_Required task_
Repeat every line below exactly, word for word.

[Part of a data file]
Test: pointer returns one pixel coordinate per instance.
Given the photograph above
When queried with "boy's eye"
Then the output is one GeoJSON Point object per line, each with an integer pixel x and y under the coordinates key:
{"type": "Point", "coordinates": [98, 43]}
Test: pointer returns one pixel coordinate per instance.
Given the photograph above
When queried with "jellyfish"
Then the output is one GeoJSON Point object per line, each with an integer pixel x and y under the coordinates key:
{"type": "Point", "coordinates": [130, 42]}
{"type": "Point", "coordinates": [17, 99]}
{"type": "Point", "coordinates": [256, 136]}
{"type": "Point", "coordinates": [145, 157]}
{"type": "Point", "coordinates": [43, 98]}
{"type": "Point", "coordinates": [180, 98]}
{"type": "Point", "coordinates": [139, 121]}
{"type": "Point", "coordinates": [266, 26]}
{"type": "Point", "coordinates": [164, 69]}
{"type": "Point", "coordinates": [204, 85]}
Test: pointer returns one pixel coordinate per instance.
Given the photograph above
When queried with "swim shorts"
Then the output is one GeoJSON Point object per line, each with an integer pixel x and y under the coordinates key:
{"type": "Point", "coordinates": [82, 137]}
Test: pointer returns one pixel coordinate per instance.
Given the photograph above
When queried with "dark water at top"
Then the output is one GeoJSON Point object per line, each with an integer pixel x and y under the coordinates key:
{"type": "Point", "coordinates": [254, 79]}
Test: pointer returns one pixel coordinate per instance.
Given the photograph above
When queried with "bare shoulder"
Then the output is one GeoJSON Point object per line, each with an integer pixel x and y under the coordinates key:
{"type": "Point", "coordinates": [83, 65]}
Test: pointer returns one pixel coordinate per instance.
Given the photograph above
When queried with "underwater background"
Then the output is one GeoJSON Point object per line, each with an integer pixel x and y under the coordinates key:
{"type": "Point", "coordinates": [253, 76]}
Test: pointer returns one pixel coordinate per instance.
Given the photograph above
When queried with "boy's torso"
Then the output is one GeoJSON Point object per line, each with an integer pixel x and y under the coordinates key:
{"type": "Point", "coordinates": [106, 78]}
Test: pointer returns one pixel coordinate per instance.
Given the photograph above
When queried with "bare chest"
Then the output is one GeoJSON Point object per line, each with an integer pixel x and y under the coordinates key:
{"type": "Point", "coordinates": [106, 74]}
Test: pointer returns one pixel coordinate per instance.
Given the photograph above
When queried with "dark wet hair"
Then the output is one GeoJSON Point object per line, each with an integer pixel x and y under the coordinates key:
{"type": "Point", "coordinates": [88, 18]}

_Exercise answer_
Test: pointer returns one pixel coordinate per instance.
Given the photograph above
When queried with "boy's eye"
Then the output is one GeoJSON Point object per line, each with an integer pixel x and y under the coordinates key:
{"type": "Point", "coordinates": [98, 43]}
Test: pointer returns one pixel coordinate per instance.
Given the photograph above
When queried with "jellyfish"
Then the output is one GeoJSON Point object per line, each with an integer pixel x and y under the coordinates key:
{"type": "Point", "coordinates": [130, 42]}
{"type": "Point", "coordinates": [17, 99]}
{"type": "Point", "coordinates": [256, 136]}
{"type": "Point", "coordinates": [145, 157]}
{"type": "Point", "coordinates": [43, 98]}
{"type": "Point", "coordinates": [180, 98]}
{"type": "Point", "coordinates": [139, 121]}
{"type": "Point", "coordinates": [266, 26]}
{"type": "Point", "coordinates": [164, 69]}
{"type": "Point", "coordinates": [204, 85]}
Test: pointer returns one pixel coordinate per instance.
Given the photograph above
When queried with "swim shorts"
Then the output is one GeoJSON Point object per line, each with an integer pixel x and y under the coordinates key:
{"type": "Point", "coordinates": [82, 137]}
Test: pointer returns one pixel coordinate per instance.
Given the photograph above
When queried with "dark water at top"
Then the output is one GeoJSON Point object per line, each with an integer pixel x and y under the coordinates key:
{"type": "Point", "coordinates": [254, 79]}
Test: pointer returns one pixel coordinate per instance.
Given the photograph above
When queried with "bare shoulder"
Then the output is one GeoJSON Point object per line, each with an integer pixel x and y under the coordinates key:
{"type": "Point", "coordinates": [83, 65]}
Test: pointer returns one pixel coordinate per instance.
Given the photograph above
When queried with "underwater background"
Then the output is one GeoJSON Point object per line, each with an integer pixel x and y under the coordinates key:
{"type": "Point", "coordinates": [253, 76]}
Test: pointer returns one pixel coordinate per instance.
Given the photograph above
When queried with "boy's torso"
Then the output is one GeoJSON Point object per line, each with an integer pixel x and y under the coordinates key:
{"type": "Point", "coordinates": [106, 78]}
Test: pointer returns one pixel coordinate per instance.
Given the photograph above
When queried with "bare chest"
Then the output is one GeoJSON Point object per line, each with an integer pixel x and y under the coordinates key:
{"type": "Point", "coordinates": [106, 74]}
Test: pointer returns one pixel coordinate per instance.
Given the photograph above
When queried with "dark wet hair"
Then the output is one GeoJSON Point object per line, each with an integer pixel x and y under the coordinates key:
{"type": "Point", "coordinates": [88, 18]}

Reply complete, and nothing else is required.